[Records from a data source]
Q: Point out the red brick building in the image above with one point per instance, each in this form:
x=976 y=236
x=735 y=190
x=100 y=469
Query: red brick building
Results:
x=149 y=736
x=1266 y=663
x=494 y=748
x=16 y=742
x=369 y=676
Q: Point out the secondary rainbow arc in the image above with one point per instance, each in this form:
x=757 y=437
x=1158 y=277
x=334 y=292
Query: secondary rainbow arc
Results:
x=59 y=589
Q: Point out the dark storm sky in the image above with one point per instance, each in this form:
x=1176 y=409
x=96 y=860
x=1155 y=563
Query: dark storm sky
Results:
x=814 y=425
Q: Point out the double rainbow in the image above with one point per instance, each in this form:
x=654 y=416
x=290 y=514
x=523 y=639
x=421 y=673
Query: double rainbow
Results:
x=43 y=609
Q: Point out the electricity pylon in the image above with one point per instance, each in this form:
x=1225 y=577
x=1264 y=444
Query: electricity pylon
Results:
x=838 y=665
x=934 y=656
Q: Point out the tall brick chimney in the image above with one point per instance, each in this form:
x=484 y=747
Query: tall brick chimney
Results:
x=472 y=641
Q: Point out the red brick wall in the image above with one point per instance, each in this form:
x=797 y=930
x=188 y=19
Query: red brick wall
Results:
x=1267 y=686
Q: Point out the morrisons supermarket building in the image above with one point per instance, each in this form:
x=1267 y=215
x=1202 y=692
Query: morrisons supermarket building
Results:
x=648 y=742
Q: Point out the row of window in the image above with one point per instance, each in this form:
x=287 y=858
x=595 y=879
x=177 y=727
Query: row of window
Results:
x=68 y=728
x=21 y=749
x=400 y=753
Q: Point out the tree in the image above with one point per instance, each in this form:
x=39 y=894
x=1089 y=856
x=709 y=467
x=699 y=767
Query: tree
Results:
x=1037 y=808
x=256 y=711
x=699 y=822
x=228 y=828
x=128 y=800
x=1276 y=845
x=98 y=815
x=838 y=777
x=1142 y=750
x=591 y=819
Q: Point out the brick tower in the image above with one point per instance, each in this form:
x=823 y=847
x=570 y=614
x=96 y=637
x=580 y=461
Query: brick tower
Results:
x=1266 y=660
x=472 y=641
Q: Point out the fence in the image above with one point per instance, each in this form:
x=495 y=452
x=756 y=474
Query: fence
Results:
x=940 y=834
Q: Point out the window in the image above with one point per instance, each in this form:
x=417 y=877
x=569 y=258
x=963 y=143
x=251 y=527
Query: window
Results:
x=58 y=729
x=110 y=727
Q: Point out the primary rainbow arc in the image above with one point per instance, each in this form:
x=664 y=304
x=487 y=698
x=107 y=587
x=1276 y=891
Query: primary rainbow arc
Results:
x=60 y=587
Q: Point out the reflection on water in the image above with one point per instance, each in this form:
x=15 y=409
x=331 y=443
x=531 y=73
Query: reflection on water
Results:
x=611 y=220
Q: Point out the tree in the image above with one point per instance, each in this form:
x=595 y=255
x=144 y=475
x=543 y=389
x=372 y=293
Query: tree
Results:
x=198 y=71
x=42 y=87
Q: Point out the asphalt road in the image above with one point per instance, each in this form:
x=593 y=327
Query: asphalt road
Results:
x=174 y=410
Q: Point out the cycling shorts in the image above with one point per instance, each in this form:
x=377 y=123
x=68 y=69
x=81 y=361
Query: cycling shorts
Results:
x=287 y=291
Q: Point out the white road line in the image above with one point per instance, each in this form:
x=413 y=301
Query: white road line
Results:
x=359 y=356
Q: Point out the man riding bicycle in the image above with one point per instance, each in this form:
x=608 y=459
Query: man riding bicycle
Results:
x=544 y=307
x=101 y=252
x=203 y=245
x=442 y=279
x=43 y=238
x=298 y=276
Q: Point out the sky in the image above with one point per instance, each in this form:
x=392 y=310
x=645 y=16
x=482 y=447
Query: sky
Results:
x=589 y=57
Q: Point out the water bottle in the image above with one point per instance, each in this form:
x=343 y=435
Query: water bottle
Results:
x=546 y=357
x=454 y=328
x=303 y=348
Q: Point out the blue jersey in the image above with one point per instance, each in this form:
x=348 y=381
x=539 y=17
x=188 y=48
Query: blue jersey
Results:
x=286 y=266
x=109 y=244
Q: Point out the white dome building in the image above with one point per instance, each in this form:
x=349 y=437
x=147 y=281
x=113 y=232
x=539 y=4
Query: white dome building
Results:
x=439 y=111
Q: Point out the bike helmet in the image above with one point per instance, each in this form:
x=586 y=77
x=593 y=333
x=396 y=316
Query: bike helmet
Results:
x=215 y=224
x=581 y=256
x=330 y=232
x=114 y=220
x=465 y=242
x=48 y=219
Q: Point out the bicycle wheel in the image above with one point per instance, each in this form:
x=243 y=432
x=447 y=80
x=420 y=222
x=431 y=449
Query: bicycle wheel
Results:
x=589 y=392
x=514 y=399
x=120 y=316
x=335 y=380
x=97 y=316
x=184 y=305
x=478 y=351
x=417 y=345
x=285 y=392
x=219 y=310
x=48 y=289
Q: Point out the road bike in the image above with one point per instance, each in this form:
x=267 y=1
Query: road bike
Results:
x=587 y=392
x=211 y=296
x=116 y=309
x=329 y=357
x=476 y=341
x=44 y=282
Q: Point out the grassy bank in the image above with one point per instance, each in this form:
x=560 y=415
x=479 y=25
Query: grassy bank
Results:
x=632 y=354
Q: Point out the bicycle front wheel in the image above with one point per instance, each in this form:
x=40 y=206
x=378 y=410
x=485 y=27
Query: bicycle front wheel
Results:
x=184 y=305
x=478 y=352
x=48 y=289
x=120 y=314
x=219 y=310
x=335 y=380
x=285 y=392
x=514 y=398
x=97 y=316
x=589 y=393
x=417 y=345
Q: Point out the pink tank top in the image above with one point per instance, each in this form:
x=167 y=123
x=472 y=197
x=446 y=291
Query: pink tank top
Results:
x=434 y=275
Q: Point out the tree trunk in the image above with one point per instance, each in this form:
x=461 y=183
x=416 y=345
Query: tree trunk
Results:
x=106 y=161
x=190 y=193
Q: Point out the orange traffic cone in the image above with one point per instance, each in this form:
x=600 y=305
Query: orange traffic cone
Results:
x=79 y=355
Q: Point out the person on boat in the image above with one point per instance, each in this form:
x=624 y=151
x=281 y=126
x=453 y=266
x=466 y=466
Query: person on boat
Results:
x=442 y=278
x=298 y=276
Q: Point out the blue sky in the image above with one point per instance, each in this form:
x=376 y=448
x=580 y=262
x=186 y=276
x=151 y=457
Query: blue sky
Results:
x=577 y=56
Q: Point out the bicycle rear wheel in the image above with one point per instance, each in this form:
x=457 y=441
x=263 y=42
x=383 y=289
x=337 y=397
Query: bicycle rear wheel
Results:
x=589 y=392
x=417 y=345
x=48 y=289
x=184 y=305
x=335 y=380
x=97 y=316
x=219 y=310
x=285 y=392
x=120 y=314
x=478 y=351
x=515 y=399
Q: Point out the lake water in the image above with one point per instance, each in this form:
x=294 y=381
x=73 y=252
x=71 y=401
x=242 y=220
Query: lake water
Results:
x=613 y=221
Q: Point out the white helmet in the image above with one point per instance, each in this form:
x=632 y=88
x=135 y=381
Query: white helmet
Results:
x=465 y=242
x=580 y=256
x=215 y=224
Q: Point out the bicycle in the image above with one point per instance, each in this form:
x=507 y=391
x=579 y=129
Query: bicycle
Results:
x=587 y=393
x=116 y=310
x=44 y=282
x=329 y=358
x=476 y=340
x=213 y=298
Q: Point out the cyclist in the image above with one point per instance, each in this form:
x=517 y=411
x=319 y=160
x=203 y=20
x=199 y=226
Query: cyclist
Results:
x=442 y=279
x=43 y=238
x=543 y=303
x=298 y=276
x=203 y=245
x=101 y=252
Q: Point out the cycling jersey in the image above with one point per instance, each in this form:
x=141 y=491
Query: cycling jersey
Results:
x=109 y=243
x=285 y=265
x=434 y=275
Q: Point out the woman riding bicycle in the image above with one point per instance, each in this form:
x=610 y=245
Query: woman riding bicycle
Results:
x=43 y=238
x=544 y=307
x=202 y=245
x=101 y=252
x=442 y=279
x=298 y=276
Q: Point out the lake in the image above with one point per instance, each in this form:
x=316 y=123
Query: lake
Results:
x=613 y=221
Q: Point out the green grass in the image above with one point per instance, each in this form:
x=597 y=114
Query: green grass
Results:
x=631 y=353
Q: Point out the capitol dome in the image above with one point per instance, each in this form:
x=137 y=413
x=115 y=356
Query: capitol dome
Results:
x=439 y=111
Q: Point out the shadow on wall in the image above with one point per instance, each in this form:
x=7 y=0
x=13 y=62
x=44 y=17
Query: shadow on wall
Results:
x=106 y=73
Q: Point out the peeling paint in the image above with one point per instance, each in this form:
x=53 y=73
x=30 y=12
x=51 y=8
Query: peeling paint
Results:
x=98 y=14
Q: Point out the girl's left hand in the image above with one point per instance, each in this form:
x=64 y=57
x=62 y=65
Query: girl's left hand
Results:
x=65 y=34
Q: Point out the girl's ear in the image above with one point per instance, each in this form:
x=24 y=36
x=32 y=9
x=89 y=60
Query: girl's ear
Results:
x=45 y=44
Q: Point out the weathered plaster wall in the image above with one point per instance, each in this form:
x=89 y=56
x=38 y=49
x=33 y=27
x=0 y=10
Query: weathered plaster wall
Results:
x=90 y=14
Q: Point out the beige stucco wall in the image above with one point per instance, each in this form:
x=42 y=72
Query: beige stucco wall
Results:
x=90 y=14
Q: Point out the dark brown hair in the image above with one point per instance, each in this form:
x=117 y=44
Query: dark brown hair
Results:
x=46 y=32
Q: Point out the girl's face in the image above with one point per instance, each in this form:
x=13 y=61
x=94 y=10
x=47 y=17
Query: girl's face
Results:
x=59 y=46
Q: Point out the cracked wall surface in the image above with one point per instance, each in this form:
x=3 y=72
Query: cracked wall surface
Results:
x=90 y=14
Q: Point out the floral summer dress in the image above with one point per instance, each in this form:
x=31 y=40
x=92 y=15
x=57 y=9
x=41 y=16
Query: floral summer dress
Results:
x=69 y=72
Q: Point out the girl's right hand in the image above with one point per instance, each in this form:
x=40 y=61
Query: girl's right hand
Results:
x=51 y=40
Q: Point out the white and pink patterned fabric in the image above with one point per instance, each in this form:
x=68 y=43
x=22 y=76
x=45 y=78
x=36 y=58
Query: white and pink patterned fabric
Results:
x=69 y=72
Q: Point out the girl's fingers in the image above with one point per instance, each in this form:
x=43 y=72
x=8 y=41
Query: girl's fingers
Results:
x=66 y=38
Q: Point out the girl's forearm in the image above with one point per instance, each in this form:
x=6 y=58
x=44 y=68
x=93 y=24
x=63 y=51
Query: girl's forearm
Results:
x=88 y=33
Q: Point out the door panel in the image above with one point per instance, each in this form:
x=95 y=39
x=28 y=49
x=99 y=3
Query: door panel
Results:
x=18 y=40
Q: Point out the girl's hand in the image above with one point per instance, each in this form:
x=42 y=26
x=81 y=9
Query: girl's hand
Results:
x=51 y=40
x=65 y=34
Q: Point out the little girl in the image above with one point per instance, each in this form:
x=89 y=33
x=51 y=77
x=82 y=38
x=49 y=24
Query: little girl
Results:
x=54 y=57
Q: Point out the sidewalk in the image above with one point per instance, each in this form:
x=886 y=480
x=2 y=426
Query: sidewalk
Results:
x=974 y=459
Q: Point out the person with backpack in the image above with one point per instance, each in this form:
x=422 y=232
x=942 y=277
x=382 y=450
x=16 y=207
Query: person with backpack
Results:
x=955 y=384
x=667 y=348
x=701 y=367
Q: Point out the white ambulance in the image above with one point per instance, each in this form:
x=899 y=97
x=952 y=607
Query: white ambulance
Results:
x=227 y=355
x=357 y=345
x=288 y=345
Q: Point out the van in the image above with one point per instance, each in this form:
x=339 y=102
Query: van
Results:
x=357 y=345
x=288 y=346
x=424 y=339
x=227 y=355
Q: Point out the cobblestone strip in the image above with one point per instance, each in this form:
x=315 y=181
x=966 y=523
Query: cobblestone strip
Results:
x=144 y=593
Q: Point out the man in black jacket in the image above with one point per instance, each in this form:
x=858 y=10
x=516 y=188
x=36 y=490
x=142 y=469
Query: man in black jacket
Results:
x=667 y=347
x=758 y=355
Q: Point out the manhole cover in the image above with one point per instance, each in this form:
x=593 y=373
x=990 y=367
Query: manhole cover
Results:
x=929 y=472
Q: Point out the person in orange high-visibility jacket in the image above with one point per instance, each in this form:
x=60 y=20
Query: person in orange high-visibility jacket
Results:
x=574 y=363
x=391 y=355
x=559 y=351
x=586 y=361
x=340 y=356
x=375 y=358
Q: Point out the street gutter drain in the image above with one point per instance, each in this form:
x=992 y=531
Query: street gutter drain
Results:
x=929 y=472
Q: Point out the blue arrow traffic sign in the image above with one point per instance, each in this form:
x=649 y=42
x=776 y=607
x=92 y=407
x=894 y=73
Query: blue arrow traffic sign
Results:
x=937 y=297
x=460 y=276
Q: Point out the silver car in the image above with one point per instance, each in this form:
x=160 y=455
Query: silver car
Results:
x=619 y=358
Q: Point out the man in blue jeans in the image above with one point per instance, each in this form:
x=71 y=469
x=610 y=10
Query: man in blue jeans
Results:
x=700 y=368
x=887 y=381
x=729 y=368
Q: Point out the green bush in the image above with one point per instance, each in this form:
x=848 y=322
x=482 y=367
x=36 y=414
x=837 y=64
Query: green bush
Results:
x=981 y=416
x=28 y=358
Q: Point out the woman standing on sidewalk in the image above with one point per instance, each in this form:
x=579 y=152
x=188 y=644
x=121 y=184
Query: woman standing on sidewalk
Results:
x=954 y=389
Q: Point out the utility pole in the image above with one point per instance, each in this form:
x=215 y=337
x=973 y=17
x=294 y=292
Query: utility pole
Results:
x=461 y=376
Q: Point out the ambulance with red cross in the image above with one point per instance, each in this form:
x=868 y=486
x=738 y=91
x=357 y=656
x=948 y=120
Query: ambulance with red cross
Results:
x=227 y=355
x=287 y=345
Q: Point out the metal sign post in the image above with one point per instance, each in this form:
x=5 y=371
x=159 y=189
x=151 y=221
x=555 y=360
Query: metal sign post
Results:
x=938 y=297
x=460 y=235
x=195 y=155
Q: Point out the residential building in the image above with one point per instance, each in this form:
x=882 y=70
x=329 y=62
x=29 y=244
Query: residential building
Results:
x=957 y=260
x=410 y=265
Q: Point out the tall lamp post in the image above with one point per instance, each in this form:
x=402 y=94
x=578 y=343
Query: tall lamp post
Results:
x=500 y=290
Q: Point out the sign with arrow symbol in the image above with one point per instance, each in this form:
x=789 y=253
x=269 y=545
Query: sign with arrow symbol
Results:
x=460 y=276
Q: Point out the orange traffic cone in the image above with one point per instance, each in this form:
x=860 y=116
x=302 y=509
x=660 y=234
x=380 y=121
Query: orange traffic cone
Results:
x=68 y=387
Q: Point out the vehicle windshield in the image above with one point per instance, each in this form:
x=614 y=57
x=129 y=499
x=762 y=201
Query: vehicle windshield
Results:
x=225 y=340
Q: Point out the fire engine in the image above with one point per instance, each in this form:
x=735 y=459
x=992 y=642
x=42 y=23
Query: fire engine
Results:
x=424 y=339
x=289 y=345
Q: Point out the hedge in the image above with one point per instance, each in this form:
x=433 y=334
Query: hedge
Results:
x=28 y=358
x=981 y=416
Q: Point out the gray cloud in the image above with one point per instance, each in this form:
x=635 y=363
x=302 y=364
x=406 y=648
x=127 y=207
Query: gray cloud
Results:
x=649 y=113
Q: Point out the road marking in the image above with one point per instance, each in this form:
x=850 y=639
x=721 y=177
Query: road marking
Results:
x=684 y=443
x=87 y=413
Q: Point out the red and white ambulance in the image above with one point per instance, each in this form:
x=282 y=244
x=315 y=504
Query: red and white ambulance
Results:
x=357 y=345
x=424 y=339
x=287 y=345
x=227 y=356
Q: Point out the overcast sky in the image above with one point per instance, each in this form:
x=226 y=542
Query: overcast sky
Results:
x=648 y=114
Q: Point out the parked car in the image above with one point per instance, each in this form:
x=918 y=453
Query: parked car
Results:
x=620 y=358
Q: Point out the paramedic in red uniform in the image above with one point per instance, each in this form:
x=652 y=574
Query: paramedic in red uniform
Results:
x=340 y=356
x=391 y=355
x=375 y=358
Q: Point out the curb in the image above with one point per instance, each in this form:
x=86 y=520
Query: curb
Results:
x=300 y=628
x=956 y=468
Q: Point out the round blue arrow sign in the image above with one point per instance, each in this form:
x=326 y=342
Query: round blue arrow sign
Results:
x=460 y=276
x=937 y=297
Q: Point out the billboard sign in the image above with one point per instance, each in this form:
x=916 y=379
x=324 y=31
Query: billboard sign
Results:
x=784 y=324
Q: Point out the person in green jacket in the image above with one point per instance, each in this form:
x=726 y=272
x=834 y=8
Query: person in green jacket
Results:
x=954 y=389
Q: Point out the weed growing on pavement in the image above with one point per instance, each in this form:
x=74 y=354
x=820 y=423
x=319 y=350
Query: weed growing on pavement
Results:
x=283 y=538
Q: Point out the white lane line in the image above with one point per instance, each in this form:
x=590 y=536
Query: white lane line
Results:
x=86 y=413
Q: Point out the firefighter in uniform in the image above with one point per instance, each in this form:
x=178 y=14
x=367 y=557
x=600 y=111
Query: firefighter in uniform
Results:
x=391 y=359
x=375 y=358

[What the task asks]
Write out only what runs from the line holding "Q: Point out the road marking" through the last line of the records, exactly as shown.

[Complete answer]
Q: Point out the road marking in the image above with one point per instance, each in this form:
x=850 y=639
x=721 y=177
Query: road marking
Results:
x=684 y=443
x=87 y=413
Q: Point out the red and white ambulance in the image above with one point per instance, each in this form:
x=282 y=244
x=315 y=504
Query: red and white ambulance
Results:
x=357 y=345
x=424 y=339
x=287 y=345
x=227 y=356
Q: Point out the overcast sky in the image above with one point per instance, each in this form:
x=226 y=542
Query: overcast sky
Results:
x=648 y=114
Q: Point out the parked car in the image above with one point per instance, each in this form:
x=918 y=453
Query: parked car
Results:
x=620 y=358
Q: Point out the paramedic in red uniform in the image above with one point per instance, each in this form:
x=652 y=574
Query: paramedic in red uniform
Results:
x=340 y=356
x=391 y=355
x=375 y=358
Q: Point out the curb in the image above with one point per instance, each in this form:
x=86 y=520
Query: curb
Results:
x=300 y=628
x=956 y=468
Q: Point out the round blue arrow sign in the image above with one point per instance, each in this form:
x=326 y=342
Query: round blue arrow sign
Results:
x=460 y=276
x=937 y=297
Q: Point out the billboard sign in the image above with one point per instance, each in this form:
x=916 y=379
x=324 y=31
Query: billboard sign
Results:
x=784 y=324
Q: Point out the person in green jacket in the image above with one point per instance, each in this form:
x=726 y=272
x=834 y=8
Query: person in green jacket
Results:
x=954 y=389
Q: Point out the weed growing on pavement in the image above with one point per instance, each in this form:
x=74 y=354
x=820 y=423
x=319 y=350
Query: weed growing on pavement
Results:
x=283 y=538
Q: Point out the white lane line in the image above with one point per instance, each in this form:
x=590 y=536
Query: white lane line
Results:
x=86 y=413
Q: Point out the firefighter in uniform in the image above with one point per instance, each in this form:
x=178 y=14
x=367 y=557
x=600 y=111
Query: firefighter in uniform
Results:
x=391 y=359
x=375 y=358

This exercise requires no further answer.